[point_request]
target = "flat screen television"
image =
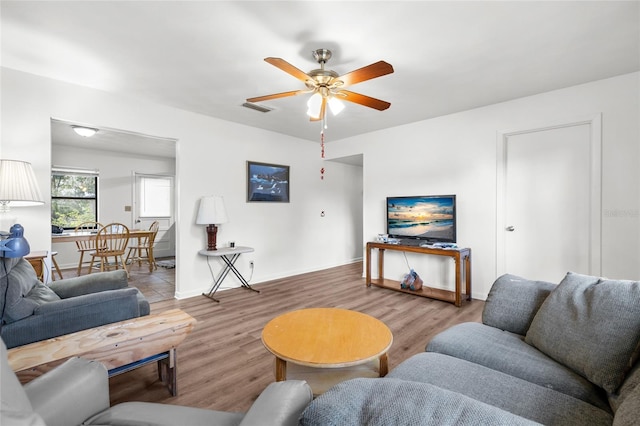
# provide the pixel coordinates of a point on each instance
(428, 218)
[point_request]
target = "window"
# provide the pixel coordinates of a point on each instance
(74, 197)
(155, 196)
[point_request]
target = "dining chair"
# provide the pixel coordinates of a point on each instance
(56, 267)
(145, 244)
(89, 245)
(111, 241)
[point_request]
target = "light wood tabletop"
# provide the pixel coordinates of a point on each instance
(326, 338)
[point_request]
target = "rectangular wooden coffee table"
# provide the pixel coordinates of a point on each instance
(120, 346)
(327, 345)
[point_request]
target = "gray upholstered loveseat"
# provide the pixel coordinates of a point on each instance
(77, 393)
(562, 354)
(32, 311)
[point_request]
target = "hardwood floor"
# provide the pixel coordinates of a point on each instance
(223, 364)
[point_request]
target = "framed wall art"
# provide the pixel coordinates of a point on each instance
(267, 182)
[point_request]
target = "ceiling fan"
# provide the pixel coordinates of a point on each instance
(328, 87)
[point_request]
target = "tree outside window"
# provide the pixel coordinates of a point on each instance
(74, 198)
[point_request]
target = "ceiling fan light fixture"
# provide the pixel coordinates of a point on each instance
(336, 105)
(84, 131)
(314, 105)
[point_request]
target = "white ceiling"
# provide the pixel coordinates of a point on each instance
(207, 56)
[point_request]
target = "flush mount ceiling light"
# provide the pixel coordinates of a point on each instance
(84, 131)
(327, 86)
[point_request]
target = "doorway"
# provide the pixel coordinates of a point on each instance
(153, 201)
(548, 213)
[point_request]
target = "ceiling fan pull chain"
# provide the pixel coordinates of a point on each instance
(322, 153)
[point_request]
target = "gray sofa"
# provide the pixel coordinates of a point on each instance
(77, 393)
(563, 354)
(32, 311)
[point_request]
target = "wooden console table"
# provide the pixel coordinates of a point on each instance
(459, 255)
(120, 346)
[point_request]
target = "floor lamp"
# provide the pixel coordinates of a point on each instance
(212, 213)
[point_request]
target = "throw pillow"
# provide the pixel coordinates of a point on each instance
(20, 279)
(513, 302)
(591, 325)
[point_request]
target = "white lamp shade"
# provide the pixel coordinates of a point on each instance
(212, 211)
(18, 185)
(86, 132)
(335, 105)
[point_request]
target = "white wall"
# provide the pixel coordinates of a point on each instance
(450, 154)
(456, 154)
(114, 187)
(288, 238)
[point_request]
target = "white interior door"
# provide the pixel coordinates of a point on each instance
(549, 220)
(153, 200)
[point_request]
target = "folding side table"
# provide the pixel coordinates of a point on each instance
(229, 255)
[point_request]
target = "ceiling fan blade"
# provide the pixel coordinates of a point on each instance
(277, 96)
(378, 69)
(323, 111)
(288, 68)
(363, 100)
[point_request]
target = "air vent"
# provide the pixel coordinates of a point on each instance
(256, 107)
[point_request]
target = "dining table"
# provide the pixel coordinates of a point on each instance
(72, 236)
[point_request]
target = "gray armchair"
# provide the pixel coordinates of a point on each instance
(77, 392)
(33, 311)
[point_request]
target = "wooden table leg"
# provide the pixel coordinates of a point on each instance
(281, 370)
(384, 365)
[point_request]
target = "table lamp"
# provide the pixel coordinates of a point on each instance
(15, 245)
(211, 213)
(18, 185)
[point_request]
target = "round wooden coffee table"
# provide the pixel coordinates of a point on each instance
(327, 338)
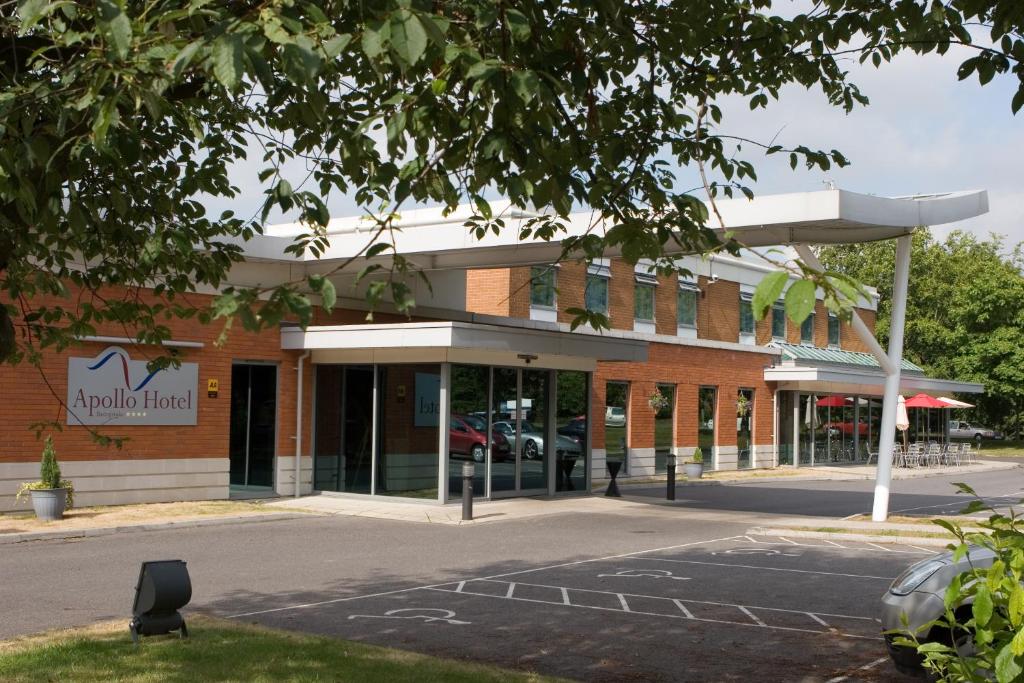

------------------------

> [Your task] When you copy the lines above, drop the pictures and keep everything else exact.

> [Answer area]
[point_request]
target = "flat screen television"
image =
# provide the pixel coordinates of a point on each instance
(428, 218)
[point_request]
target = "window"
# provide the pixel coordinates of a point on each instance
(74, 197)
(155, 196)
[point_request]
target = "dining chair"
# provide the pixel coordinates of a point on each instance
(56, 267)
(145, 244)
(89, 245)
(111, 241)
[point_request]
target = "light wood tabletop"
# provide the pixel coordinates of a point on each instance
(326, 338)
[point_request]
target = "rectangular wooden coffee table"
# provide the pixel coordinates of a point on each instance
(120, 346)
(327, 345)
[point_request]
target = "gray upholstered loveseat"
# provide the pixel coordinates of a point on each instance
(77, 393)
(562, 354)
(32, 311)
[point_request]
target = "hardwood floor"
# provide the pixel coordinates of a point on each instance
(223, 364)
[point_request]
target = "framed wall art"
# provide the pixel coordinates of a point on each instance
(267, 182)
[point_request]
target = "ceiling fan"
# provide the pixel coordinates of a point on each instance
(328, 87)
[point_request]
target = "tree outside window"
# provide the pixel coordinates of a point on each instance
(74, 198)
[point_request]
target = "ceiling fan light fixture"
# provide the pixel coordinates of a point on each instance
(336, 105)
(84, 131)
(314, 105)
[point_request]
target = "white ceiling"
# provide the pixel coordinates of a point on each instance
(207, 56)
[point_request]
target = "flush mount ceiling light"
# provide the pixel coordinates of a point on each instance
(84, 131)
(327, 86)
[point_request]
target = "doorway"
# provide the pixel coordinates of a point on each instance
(153, 201)
(548, 213)
[point_request]
target = "ceiling fan pull chain"
# provide the pixel coordinates of a point on each instance
(322, 153)
[point_request]
target = "gray sofa"
# provide the pixel coordinates of a point on each instance
(77, 393)
(563, 354)
(32, 311)
[point_request]
target = "wooden console table"
# provide the pixel coordinates of a point on each instance
(459, 255)
(120, 346)
[point_request]
target = "floor lamp"
# provide the pixel coordinates of a point on each instance
(212, 213)
[point_request]
target = "throw pillow"
# provide the pixel coordinates of a point on each instance
(20, 279)
(513, 302)
(591, 325)
[point_request]
target = "white lamp shade"
# provide the pixel coordinates of a point on each instance
(212, 211)
(18, 185)
(86, 132)
(335, 105)
[point_request]
target = "white wall"
# provide the pixel coordinates of a point on each instance
(450, 154)
(456, 154)
(114, 187)
(288, 238)
[point_request]
target = "white interior door"
# provide the pixel coordinates of a point on each instance
(549, 220)
(153, 200)
[point_request]
target = "folding side table"
# provide the pixel coordinates of a point on each instance
(229, 255)
[point_request]
target = "ceiling fan blade"
# provide the pixel coordinates of a point on each instance
(277, 96)
(378, 69)
(323, 111)
(288, 68)
(363, 100)
[point_request]
target = "air vent"
# provide the pixel coordinates of a point on each instance
(256, 107)
[point_request]
target = "dining table"
# provide the pixel coordinates of a point on each instance
(72, 236)
[point_request]
target = "gray armchair"
# provide the pixel coordinates of a point on each instance
(77, 392)
(33, 311)
[point_request]
target = "wooden table leg"
# provide the pixel coordinates of a point on each instance
(281, 370)
(384, 365)
[point_request]
target = "table lamp"
# provide the pixel coordinates of a point on each instance
(15, 245)
(211, 213)
(18, 185)
[point_request]
target = "round wooden coffee table"
# provide the pixel coordinates of a point on each instance
(327, 338)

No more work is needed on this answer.